▶ **What to produce**
For every line of the records below that holds "blue", add one. Give only the final total.

(Referring expression data)
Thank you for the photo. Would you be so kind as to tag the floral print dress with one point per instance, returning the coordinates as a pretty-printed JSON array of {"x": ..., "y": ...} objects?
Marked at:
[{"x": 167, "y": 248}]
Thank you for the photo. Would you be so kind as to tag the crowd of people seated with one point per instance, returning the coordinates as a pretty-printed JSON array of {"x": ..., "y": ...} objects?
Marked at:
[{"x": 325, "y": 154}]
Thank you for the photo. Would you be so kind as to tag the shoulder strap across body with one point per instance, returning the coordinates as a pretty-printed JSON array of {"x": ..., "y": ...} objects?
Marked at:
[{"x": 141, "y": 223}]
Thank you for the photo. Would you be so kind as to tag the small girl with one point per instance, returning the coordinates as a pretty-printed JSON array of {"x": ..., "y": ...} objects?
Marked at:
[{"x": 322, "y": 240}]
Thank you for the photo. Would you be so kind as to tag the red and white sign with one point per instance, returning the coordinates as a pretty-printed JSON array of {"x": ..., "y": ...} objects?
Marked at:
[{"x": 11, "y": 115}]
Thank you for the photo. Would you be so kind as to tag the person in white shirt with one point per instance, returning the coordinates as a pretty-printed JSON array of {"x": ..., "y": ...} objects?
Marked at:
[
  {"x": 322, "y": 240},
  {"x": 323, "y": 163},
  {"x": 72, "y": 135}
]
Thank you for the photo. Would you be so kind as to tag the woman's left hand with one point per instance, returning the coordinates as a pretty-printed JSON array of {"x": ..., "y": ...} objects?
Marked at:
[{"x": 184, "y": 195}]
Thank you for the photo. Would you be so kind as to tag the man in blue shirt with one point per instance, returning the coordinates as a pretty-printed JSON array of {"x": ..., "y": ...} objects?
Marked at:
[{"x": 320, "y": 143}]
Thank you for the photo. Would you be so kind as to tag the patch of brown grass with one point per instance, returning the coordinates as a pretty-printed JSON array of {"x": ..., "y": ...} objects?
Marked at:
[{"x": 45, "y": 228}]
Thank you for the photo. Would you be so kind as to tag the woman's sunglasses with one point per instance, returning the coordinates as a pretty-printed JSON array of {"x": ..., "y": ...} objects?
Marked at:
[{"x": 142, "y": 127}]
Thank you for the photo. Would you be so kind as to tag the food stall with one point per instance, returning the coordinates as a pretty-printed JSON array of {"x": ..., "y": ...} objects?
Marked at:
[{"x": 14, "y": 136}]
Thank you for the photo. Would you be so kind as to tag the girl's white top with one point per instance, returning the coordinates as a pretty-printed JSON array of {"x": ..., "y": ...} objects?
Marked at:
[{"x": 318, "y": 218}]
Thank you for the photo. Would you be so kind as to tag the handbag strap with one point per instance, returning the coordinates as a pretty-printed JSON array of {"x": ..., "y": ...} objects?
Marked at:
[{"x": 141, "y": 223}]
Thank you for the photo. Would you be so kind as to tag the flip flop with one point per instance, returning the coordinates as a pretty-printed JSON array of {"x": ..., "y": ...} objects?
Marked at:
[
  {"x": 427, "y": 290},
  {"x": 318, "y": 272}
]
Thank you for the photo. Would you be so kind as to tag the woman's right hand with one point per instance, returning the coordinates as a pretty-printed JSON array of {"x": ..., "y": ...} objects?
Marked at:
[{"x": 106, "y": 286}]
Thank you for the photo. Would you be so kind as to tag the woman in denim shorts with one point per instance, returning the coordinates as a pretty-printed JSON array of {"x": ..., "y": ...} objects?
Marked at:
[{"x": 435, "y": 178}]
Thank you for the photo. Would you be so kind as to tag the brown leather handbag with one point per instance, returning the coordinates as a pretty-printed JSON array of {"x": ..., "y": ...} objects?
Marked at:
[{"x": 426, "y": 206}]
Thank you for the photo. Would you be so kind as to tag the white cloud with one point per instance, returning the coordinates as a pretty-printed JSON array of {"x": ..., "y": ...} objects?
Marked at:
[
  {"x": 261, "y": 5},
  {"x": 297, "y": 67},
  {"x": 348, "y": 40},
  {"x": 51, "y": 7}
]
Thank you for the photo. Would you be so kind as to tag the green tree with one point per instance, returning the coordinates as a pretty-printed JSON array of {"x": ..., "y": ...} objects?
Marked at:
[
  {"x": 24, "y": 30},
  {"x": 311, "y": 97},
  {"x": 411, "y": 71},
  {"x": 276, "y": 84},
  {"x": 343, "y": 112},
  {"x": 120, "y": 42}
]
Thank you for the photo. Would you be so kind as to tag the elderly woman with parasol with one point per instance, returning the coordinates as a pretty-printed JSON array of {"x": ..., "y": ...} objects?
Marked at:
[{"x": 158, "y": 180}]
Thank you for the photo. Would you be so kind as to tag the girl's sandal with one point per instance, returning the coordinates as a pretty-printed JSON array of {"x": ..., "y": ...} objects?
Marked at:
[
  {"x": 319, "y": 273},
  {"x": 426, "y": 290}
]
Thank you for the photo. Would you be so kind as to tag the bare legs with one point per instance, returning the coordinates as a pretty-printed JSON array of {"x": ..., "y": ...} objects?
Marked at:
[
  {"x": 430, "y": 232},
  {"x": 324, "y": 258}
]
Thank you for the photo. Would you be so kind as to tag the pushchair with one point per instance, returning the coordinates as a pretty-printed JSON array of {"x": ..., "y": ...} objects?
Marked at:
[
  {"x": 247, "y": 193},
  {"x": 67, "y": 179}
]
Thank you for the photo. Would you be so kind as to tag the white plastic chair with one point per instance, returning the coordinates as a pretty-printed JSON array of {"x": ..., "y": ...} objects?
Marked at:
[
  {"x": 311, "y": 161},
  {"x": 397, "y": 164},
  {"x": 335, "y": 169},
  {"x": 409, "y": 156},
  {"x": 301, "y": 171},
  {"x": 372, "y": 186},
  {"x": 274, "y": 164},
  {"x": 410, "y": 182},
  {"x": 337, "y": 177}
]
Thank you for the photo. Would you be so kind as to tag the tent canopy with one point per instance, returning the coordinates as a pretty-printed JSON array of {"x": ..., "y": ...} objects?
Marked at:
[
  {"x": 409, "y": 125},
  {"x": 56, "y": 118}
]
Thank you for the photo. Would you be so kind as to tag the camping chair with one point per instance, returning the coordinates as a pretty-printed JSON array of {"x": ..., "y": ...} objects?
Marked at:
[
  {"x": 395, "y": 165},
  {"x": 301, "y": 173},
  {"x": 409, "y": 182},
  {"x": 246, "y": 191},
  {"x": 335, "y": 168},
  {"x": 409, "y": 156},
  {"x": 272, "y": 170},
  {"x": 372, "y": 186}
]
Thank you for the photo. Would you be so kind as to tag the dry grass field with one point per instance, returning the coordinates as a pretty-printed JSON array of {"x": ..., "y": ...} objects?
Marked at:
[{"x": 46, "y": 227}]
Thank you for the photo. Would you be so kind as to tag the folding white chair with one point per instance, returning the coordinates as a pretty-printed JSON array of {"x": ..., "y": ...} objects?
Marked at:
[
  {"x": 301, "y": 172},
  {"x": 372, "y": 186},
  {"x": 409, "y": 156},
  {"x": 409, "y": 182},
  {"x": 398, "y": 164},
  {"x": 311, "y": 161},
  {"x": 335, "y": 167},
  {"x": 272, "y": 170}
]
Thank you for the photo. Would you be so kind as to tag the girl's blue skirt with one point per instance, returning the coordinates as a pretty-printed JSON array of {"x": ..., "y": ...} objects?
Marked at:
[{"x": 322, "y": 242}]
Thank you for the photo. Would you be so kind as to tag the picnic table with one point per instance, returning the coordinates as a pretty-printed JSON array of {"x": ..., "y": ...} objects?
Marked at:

▶ **Written response**
2